-- EXCERPT TO READ follows --

How the body puts flesh on its bones depends on the bones themselves
ANATOMY used to be a straightforward business. The body was divided up neatly into organs and systems that each had well-defined tasks. Indeed, for the past 150 years “Gray's Anatomy”—the 1858 textbook that defines the genre—has dissected the body along these thematic lines: nervous, circulatory, digestive and so on.
But the lines are becoming increasingly blurred. Gerard Karsenty of Columbia University and his colleagues report another such smudging in Cell this week. They have found that people's bones do much more than just provide scaffolding for their floppy innards. They have caught the skeleton behaving as part of the endocrine system, the scheme by which the body uses hormones to signal its needs.
It has long been known that the human skeleton constantly constructs and destroys cells, according to the stresses that its bones experience. Some cells produced in bone, called osteoblasts, build bone where it is needed. Another set of cells, osteoclasts, destroy it where it is deemed no longer necessary.
The researchers decided to examine the role of osteocalcin, a protein produced by osteoblasts. To do so, they used some mice that had been bred to lack the gene that instructs the body to make osteocalcin. The rodents were rather rotund, because osteocalcin helps regulate the cells that produce insulin in the pancreas and release it into the bloodstream. Insulin, in turn, controls the levels of sugar in the bloodstream by directing how much of it is taken up by the liver. Mice that produced no osteocalcin lacked this hormonal weight-control mechanism.

-- EXCERPT TO READ concluded --
-- GIVEN INFORMATION follows --

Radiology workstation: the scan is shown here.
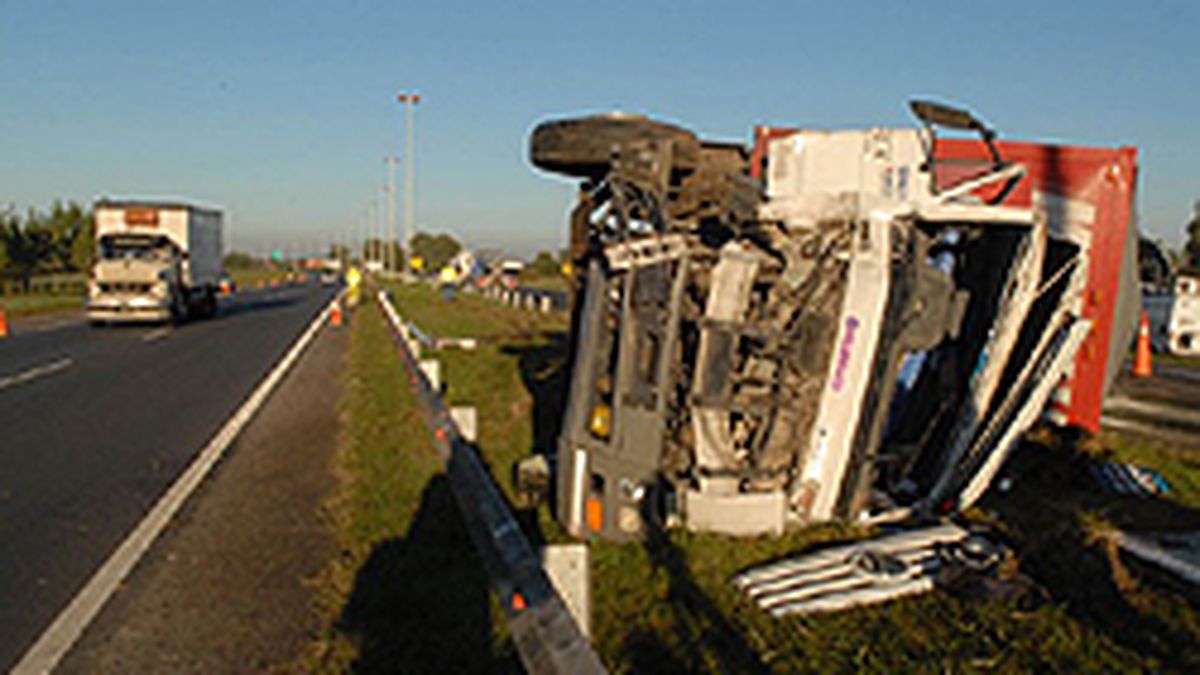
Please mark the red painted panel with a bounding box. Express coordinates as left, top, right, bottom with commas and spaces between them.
936, 139, 1138, 431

-- GIVEN INFORMATION concluded --

▶ _INSTRUCTIONS FOR THE TASK_: Summarize the article on bones and hormones in two sentences.

▶ _TASK RESULT_: Gerard Karsenty of Columbia University and his colleagues report in Cell that bones do more than hold up the body's innards: the skeleton behaves as part of the endocrine system. Mice bred to lack the gene for osteocalcin, a protein made by bone-building osteoblasts, were rotund, because osteocalcin helps regulate the pancreatic cells that produce and release insulin, which controls blood sugar levels.